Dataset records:
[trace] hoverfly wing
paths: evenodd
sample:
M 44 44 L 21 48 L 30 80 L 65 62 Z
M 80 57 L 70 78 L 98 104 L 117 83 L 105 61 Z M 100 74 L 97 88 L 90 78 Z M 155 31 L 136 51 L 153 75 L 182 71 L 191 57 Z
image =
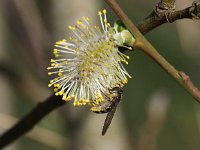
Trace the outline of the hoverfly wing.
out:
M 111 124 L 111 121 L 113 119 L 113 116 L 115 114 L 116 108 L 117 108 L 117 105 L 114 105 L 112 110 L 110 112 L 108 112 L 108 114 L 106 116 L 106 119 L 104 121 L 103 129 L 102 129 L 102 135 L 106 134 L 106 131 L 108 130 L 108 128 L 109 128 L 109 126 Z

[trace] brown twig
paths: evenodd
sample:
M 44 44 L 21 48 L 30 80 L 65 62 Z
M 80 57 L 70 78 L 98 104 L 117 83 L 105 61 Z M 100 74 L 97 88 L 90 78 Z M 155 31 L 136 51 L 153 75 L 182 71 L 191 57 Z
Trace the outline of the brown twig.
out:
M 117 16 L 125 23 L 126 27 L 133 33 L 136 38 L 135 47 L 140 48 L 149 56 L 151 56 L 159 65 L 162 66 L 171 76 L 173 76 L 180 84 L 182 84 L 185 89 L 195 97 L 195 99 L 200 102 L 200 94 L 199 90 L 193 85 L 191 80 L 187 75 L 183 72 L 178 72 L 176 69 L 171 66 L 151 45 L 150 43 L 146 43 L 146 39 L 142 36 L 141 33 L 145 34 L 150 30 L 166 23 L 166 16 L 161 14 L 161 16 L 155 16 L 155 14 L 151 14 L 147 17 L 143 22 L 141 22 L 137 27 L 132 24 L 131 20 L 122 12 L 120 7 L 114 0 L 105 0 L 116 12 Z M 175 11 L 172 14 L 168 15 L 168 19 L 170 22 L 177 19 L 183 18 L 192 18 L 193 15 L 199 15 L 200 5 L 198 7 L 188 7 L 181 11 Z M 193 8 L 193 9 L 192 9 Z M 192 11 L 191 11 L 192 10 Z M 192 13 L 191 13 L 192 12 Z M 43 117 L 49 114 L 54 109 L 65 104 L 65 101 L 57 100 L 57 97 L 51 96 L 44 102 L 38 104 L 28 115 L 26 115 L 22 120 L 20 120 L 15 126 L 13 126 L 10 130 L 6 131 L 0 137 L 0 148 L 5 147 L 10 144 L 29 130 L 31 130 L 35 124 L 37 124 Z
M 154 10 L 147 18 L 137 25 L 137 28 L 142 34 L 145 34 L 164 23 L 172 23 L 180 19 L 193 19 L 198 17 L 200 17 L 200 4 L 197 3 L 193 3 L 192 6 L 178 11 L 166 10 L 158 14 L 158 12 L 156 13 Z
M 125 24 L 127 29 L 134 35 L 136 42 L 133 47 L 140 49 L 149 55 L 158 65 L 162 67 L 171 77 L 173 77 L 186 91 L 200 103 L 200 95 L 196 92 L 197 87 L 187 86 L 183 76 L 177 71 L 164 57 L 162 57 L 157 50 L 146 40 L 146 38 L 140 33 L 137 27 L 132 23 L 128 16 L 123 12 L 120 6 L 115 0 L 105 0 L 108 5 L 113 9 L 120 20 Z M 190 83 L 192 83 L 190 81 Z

--

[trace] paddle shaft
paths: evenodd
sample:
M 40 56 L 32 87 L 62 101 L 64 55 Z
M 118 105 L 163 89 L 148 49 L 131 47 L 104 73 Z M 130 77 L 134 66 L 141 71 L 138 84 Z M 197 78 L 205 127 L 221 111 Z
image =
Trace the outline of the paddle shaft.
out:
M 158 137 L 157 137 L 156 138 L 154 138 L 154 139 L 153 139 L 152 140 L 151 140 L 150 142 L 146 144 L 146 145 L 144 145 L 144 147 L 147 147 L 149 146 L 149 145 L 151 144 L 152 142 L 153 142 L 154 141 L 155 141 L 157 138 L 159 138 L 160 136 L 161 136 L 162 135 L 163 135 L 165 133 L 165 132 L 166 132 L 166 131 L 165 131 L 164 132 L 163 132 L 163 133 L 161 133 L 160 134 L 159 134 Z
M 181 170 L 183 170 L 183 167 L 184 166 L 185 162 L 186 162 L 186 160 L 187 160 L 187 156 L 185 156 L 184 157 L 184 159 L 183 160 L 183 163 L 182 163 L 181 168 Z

* Task objective
Please render the part that opens with the line containing "[trace] paddle shaft" and closes with the line containing "M 181 170 L", both included, as a JSON list of strings with one string per line and blank lines omitted.

* The completed task
[
  "[trace] paddle shaft",
  "paths: evenodd",
  "sample:",
  "M 40 56 L 32 87 L 62 101 L 64 55 Z",
  "M 118 105 L 163 89 L 148 49 L 131 47 L 104 73 Z M 130 77 L 134 66 L 141 71 L 138 84 Z M 197 78 L 205 127 L 221 111 Z",
  "image =",
  "Trace the outline of the paddle shaft.",
  "out:",
  "M 158 137 L 157 137 L 156 138 L 154 138 L 154 139 L 153 139 L 152 140 L 151 140 L 150 142 L 146 144 L 146 145 L 144 145 L 144 147 L 147 147 L 149 146 L 149 145 L 151 144 L 152 142 L 153 142 L 154 141 L 155 141 L 157 138 L 159 138 L 160 136 L 161 136 L 162 135 L 163 135 L 165 133 L 165 132 L 166 132 L 166 131 L 165 131 L 164 132 L 163 132 L 163 133 L 161 133 L 160 134 L 159 134 Z",
  "M 181 170 L 183 170 L 183 167 L 184 166 L 185 162 L 186 162 L 186 160 L 187 160 L 187 156 L 185 156 L 184 157 L 184 159 L 183 160 L 183 163 L 182 163 L 181 168 Z"
]